• _DOCUMENT EXTRACT_:

◇ ◇ ◇ ◇ ◇ ◇ ◇

In the tire building process 3D sensors are used for extrusion geometry profiling, strip guidance, layer control and splice control. For final tire geometry inspection, sensors provide complete 3D point cloud maps of sidewalls and treads for bulge and dent detection and measure radial and lateral runout.

High-Speed, High-Density Rubber Extrusion Profiling

For both in-process extrusion and final inspection applications, 3D sensors must deliver both high-speed and high-density data in order to meet the manufacturer’s quality specifications.

Why High-Speed, High-Density Data is Essential in Tire Assembly

In-process dimensional gaging and location applications require high-resolution, high-density data to accurately measure features such as small grooves in extrusions. Such applications are often based on wide rubber extrusion patterns consisting of many features all of which must be accurately and reliably verified.

High Intensity Image of Rubber Tire

In addition, profiling speed requirements are determined by the target travelling speed, and must be high enough to rapidly determine localized geometry or position variations along the rubber web.

◇ ◇ ◇ ◇ ◇ ◇ ◇

• _DATA SHOWN_:
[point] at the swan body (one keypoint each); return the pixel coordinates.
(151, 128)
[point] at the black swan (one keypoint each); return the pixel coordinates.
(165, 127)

◇ ◇ ◇ ◇ ◇ ◇ ◇

• _SET EXERCISE_:
Reproduce part of the tire sensor text word for word, starting at the words "For both in-process" and stopping after "and reliably verified.". Draw only on the tire sensor text, not on the listing.

• _REPLY_:
For both in-process extrusion and final inspection applications, 3D sensors must deliver both high-speed and high-density data in order to meet the manufacturer’s quality specifications.

Why High-Speed, High-Density Data is Essential in Tire Assembly

In-process dimensional gaging and location applications require high-resolution, high-density data to accurately measure features such as small grooves in extrusions. Such applications are often based on wide rubber extrusion patterns consisting of many features all of which must be accurately and reliably verified.